# Calculation of an analyst question's thematic distinctness

## Analysts’ Questions When Peers Are Listening

Julia Haag, Christian Hofmann, Alexander Paulus, Nina Schwaiger, Thorsten Sellhorn<br>
*LMU Munich School of Management*

The following example depicts the calculation of our cosine modification score (*DistinctnessQ*) for selected analysts’ questions in [Microsoft’s Q3 2014 conference call](https://view.officeapps.live.com/op/view.aspx?src=https://c.s-microsoft.com/en-us/CMSFiles/Mi-crosoft_Q3_2014_Transcript.docx?version=8b1f52f4-9cbe-d8c2-4ee6-12083c154b2f) held on April 24, 2014. Below please find an excerpt of management presentation as the full version is multiple pages long. As indicated in Section 3, we consolidate all relevant speech portions from the management presentation and exclude stop words, non-informative word categories, and any word inflections. Subsequently, we calculate *DistinctnessQ* for each respective analyst question, which are also consolidated as well as equally preprocessed.

In [1]:
# Import of mandatory Python modules
import pandas as pd
import numpy as np
import nltk
import spacy
from nltk.tokenize import word_tokenize, sent_tokenize
from sklearn.feature_extraction.text import CountVectorizer
from sklearn.metrics.pairwise import cosine_similarity

# Loading of spacy nlp dictionary
nlp = spacy.load('en_core_web_sm', disable=['ner', 'parser'])

In the following, we define a tokenizer that includes the typical preprocessing steps which are also used by prior literature. To reduce the dimensionality of the overall text corpus, we exclude highly frequent words (“stop words”; see [Manela and Moreira [2017]](https://www.sciencedirect.com/science/article/abs/pii/S0304405X16301751)), word categories that do not contain any information with regard to the underlying research question (e.g., [Lee [2016]](https://meridian.allenpress.com/accounting-review/article-abstract/91/1/229/53572/Can-Investors-Detect-Managers-Lack-of-Spontaneity?redirectedFrom=fulltext)), and any word inflections by lemmatizing the words to their base form (e.g., [Li et al. [2021]](https://academic.oup.com/rfs/article/34/7/3265/5869446)).

In [2]:
# Definition of better tokenizer 
def tokenizer(text):
    doc = nlp(text)
    words = [token.lemma_ for token in doc if 
                 token.is_stop == False 
                 and token.is_punct == False
                 and (token.pos_ == "NOUN"

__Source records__
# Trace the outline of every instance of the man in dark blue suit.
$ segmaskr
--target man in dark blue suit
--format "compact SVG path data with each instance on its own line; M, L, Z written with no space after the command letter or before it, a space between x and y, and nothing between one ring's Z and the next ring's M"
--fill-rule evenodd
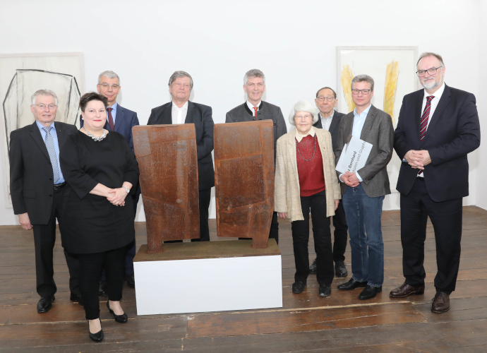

__Instructions for the task__
Repeat verbatim the passage of the thematic distinctness extract above, from "In the following, we" to "doc = nlp(text)".

__Full output__
In the following, we define a tokenizer that includes the typical preprocessing steps which are also used by prior literature. To reduce the dimensionality of the overall text corpus, we exclude highly frequent words (“stop words”; see [Manela and Moreira [2017]](https://www.sciencedirect.com/science/article/abs/pii/S0304405X16301751)), word categories that do not contain any information with regard to the underlying research question (e.g., [Lee [2016]](https://meridian.allenpress.com/accounting-review/article-abstract/91/1/229/53572/Can-Investors-Detect-Managers-Lack-of-Spontaneity?redirectedFrom=fulltext)), and any word inflections by lemmatizing the words to their base form (e.g., [Li et al. [2021]](https://academic.oup.com/rfs/article/34/7/3265/5869446)).

In [2]:
# Definition of better tokenizer 
def tokenizer(text):
    doc = nlp(text)